Without the images, write out the whole listing exactly.

** Opening Input data block **

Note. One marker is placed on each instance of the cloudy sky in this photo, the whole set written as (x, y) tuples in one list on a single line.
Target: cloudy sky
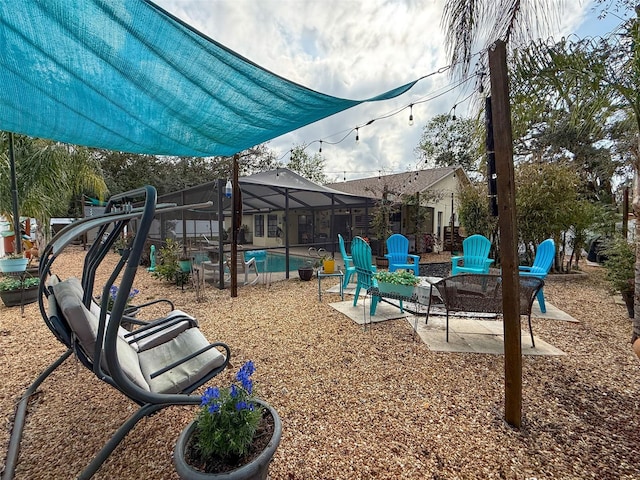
[(356, 49)]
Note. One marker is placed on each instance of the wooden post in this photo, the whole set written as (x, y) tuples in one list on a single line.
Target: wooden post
[(235, 226), (625, 213), (503, 144)]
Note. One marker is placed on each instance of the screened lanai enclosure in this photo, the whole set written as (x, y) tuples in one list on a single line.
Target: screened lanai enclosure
[(282, 213)]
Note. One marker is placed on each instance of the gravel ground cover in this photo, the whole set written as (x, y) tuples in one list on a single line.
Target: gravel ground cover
[(354, 404)]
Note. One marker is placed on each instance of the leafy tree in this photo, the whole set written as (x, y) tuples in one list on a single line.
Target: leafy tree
[(449, 141), (48, 175), (473, 211), (309, 166), (126, 171)]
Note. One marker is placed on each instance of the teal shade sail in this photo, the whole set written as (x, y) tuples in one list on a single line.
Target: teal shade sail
[(126, 75)]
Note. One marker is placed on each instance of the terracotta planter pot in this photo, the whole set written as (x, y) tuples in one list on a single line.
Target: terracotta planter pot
[(257, 469)]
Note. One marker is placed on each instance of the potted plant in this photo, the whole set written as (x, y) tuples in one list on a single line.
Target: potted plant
[(15, 290), (327, 262), (234, 436), (400, 282), (13, 262), (306, 271), (619, 263)]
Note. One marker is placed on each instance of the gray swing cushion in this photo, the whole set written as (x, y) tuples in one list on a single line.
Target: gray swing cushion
[(150, 354), (185, 374)]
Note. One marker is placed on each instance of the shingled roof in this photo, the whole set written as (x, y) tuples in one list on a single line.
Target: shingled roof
[(398, 183)]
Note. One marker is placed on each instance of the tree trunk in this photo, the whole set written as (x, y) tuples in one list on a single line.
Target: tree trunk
[(636, 210)]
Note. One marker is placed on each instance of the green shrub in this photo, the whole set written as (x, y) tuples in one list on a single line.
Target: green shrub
[(620, 262), (167, 267)]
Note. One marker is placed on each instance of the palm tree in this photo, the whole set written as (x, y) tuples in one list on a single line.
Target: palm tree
[(472, 24), (48, 175)]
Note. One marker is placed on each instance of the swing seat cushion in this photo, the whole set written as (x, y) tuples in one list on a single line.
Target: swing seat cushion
[(140, 359), (185, 374)]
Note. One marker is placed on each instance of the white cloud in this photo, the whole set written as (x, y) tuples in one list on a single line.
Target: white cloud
[(353, 49)]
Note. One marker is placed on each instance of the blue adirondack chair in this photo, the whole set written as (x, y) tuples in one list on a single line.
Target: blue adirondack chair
[(545, 254), (475, 256), (349, 269), (399, 256), (361, 254)]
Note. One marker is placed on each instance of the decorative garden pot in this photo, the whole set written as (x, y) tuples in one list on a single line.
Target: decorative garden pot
[(328, 265), (257, 469), (13, 298), (636, 347), (305, 273), (382, 262), (9, 265), (402, 290)]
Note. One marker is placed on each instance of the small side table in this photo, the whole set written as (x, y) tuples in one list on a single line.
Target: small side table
[(321, 274)]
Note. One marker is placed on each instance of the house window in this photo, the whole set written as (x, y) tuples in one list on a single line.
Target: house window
[(272, 226), (258, 225)]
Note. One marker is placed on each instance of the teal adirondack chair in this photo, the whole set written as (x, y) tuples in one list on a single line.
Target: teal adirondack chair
[(399, 256), (545, 254), (361, 254), (349, 269), (475, 256)]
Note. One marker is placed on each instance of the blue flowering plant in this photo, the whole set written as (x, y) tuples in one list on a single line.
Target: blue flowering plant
[(228, 418)]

** Closing Input data block **

## Solution to this problem:
Note. One marker is placed on each instance of the cloudy sky in this photo, the whole set written as (x, y) tuples in one list on a single line.
Target: cloudy sky
[(356, 49)]
Note. One marker is placed on each instance of the wooden post in this photo, the whole set written as (x, y) tuples in one list on a single line.
Target: wooden post
[(235, 226), (625, 213), (503, 144)]
Note. One marker is placed on each instance of the screened lanai enclosure in this photo, the whole set written as (x, y) tuples in one list on a single line.
Target: screened lanai enclosure
[(282, 213)]
Note. One marker is placed on each instance of the gravel ground cover in this photo, the whole set written as (x, y) tuples in one list on a single line.
Target: gravel ground cover
[(354, 404)]
Note. One marker is placed on each instance of the leafy tree in this photo, the whole set written as (x, y) tuples in one list on a single line.
Target: leafy tree
[(449, 141), (48, 175), (473, 211), (309, 166), (126, 171)]
Note. One marker is placed on each instance of the teal shade sail in this photo, the whole set written as (x, y) tuples in one list on a single line.
Target: teal shade sail
[(126, 75)]
Note. One marker is placed on each instance of the terracotta planter pot in this photo, the whole set written as (x, y) tuples in one list on a single line.
Target: terracotta planter pot
[(257, 469)]
Note. One marker is placed on each instance of the potted plant in this photo, the whole set written as (x, y) tuples in one list on a single line.
Target: potted plant
[(15, 290), (327, 262), (234, 436), (400, 282), (13, 262), (306, 271), (619, 263)]
Note. One marker is placed on each instance of the gray swing cushion in this photo, the whole set written as (x, y) tuples in one list on a single line.
Target: gray swing cushion
[(150, 354), (185, 374)]
Note. One marker is placed on each instance of the shingled roof in this photo, the whole set written as (x, y) tuples in one list on a single line.
Target: shingled roof
[(398, 183)]
Note. One marker is placed on each instance of the tree trunk in this photo, the whole set written as (x, y) tuples in one list on a single line.
Target: tree trunk
[(636, 210)]
Note. One marker is placed on each instance of the green shrub in this photo, the whole set written as (x, y) tuples in one list on a single line.
Target: green shrub
[(620, 262), (167, 267)]
Note. One marker is placed on each instance of the palm tree in this photo, the whole set written as (x, y) tuples in one list on a single line.
Target: palm tree
[(472, 24), (48, 175)]
Note. One marker is placed on each instance of the swing seat cushion in this photo, the whole set written as (x, y) tuples in one list on a single line.
Target: swing seat cushion
[(140, 359), (185, 374)]
Note. One marker is placed on each instance of the white cloud in this photo, the whole set written as (x, y) tuples in one list on a single line.
Target: white cloud
[(353, 49)]
Note. One marker is placed on each instance of the blue adirondack chair in this photo, the whole set written as (x, y) tuples in one list on a single line.
Target: blue adirondack chair
[(545, 254), (475, 256), (349, 269), (399, 256), (361, 254)]
Note. One marker is placed on each instance of the decorative garden pot in this photo, the whole set written as (x, y) tuples in one list on a single line.
Target: decorative garden pot
[(328, 265), (257, 469), (13, 298), (636, 347), (305, 273), (382, 262), (9, 265), (402, 290)]
Note. One marker is placed on each instance of the small side table in this photo, the whole set written as (x, y) tuples in one list on a single line.
Target: small side table
[(321, 274)]
Note. One marker is placed on each instance of the house window in this photo, the whole set written as (x, y) tuples in one list on a single line.
Target: house window
[(272, 226), (258, 225)]
Note. One marker is placed on each instance of the teal adirondack chair in this photo, the whole set written as (x, y) tuples in one list on a single line.
Target: teal adirondack chair
[(399, 256), (545, 254), (361, 254), (349, 269), (475, 256)]
Note. One marker is placed on each instance of the blue flowering plant in this photo, the whole set written as (x, y) tuples in one list on a single line.
Target: blue flowering plant
[(228, 418)]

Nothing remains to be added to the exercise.